PROBLEM 1
Select every line of the rows below that contains the string "blurred", and copy each one out. Case counts.

READING PASSAGE

──────

It might be useful to have storage servers declare two separate interfaces: a plain HTTP interface for read, and a separate port or something for write. The read side could indeed be provided by a dumb HTTP server like apache; the write side would need something slightly more complicated. An apache module to provide the necessary share-write checking would be fairly straightforward, though.

Hm, that makes me curious about the potential to write the entire Tahoe node as an apache module: it could convert requests for /ROOT/uri/FILECAP etc into share requests and FEC decoding...

Change History (45)

comment:1 Changed at 2008-09-10T20:20:57Z by zooko

Brian: very nice write-up. This is the kind of thing that ought to be posted to tahoe-dev. I kind of think that all new tickets opened on the trac should be mailed to tahoe-dev. That's what the distutils-sig list does, and it seems to work fine.

But anyway, would you please post the above to tahoe-dev? Thanks.

comment:2 Changed at 2008-09-24T13:52:07Z by zooko

I mentioned this ticket as one of the most important-to-me improvements that we could make in the Tahoe code: http://allmydata.org/pipermail/tahoe-dev/2008-September/000809.html

comment:3 Changed at 2010-02-23T03:09:25Z by zooko

Milestone changed from undecided to 2.0.0

comment:4 follow-up: ↓ 5 Changed at 2010-03-01T10:30:52Z by jrydberg

"PUT /shares/SI/SHNUM, which works only once" - Shouldn't POST be used rather than PUT? PUT is idempotent.

comment:5 in reply to: ↑ 4 Changed at 2010-03-02T03:08:01Z by davidsarah

Keywords standards added

Replying to jrydberg:

"PUT /shares/SI/SHNUM, which works only once" - Shouldn't POST be used rather than PUT? PUT is idempotent.

PUTting a share would be idempotent, because "(aside from error or expiration issues) the side-effects of N > 0 identical requests is the same as for a single request" (http://tools.ietf.org/html/rfc2616#section-9.1). I.e. repeating the request can have no harmful effect. (Note that, assuming the collision-resistence of the hash, there is only one possible valid contents for the share at a given SI and SHNUM.)

──────

PROBLEM 2
Please return the section of the Tahoe storage discussion above between "Hm, that makes" and "to tahoe-dev? Thanks.", inclusive.

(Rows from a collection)
──────

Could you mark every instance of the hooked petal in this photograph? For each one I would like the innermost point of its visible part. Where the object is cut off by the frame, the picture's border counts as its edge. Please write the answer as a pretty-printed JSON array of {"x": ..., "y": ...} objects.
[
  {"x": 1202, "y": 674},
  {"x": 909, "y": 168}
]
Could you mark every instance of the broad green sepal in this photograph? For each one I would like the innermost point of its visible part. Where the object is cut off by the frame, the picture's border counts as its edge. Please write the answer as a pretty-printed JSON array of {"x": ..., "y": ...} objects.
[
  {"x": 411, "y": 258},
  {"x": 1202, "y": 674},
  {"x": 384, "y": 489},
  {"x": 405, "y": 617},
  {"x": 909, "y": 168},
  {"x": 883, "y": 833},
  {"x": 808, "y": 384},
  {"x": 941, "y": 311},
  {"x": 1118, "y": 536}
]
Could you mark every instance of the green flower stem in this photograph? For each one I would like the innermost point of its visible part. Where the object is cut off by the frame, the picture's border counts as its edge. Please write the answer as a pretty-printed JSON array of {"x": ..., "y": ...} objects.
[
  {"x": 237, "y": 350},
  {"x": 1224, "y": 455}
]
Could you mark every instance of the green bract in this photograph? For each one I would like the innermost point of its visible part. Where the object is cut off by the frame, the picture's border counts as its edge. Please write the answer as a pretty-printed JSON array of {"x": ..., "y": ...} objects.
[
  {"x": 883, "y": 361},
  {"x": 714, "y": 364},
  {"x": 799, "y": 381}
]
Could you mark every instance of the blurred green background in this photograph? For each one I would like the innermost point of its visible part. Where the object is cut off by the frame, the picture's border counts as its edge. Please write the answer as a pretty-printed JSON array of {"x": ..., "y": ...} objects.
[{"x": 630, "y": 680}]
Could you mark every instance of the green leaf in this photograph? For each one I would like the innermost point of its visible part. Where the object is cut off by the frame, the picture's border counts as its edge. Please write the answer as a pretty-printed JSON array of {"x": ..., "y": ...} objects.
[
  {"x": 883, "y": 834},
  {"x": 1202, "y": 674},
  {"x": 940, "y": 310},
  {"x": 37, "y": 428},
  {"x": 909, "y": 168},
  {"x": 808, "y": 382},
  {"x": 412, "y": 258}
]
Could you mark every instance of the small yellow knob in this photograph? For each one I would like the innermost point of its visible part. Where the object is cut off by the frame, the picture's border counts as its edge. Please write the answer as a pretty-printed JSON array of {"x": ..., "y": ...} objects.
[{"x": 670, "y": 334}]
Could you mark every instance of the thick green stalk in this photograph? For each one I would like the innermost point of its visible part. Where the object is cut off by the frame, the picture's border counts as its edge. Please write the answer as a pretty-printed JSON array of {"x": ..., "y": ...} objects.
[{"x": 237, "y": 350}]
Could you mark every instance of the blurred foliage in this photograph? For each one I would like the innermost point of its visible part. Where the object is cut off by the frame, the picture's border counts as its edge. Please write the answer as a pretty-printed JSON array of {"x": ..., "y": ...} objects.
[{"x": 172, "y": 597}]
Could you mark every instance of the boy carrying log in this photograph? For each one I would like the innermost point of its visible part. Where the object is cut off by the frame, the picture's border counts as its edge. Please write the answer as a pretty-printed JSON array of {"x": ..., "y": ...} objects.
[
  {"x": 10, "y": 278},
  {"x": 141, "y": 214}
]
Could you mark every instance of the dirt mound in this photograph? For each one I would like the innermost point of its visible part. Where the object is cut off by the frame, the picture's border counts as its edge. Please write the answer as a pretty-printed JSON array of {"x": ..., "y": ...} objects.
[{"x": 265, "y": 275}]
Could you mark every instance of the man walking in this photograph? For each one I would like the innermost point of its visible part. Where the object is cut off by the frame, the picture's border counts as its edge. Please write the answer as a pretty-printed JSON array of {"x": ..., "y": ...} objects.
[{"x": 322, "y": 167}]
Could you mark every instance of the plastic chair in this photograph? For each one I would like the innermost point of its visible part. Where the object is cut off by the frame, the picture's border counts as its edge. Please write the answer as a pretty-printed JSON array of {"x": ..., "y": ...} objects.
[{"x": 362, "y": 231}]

──────

TASK SOLUTION 1
Could you mark every instance of the blurred green background in this photograph? For each one I would like the innermost point of its visible part. Where the object is cut off by the frame, the picture's border counts as its edge. Please write the answer as a pretty-printed JSON array of {"x": ..., "y": ...} objects.
Could you mark every instance of the blurred foliage in this photograph? For each one I would like the innermost point of its visible part. Where the object is cut off by the frame, the picture's border counts as its edge. Please write the answer as a pretty-printed JSON array of {"x": ..., "y": ...} objects.

TASK SOLUTION 2
Hm, that makes me curious about the potential to write the entire Tahoe node as an apache module: it could convert requests for /ROOT/uri/FILECAP etc into share requests and FEC decoding...

Change History (45)

comment:1 Changed at 2008-09-10T20:20:57Z by zooko

Brian: very nice write-up. This is the kind of thing that ought to be posted to tahoe-dev. I kind of think that all new tickets opened on the trac should be mailed to tahoe-dev. That's what the distutils-sig list does, and it seems to work fine.

But anyway, would you please post the above to tahoe-dev? Thanks.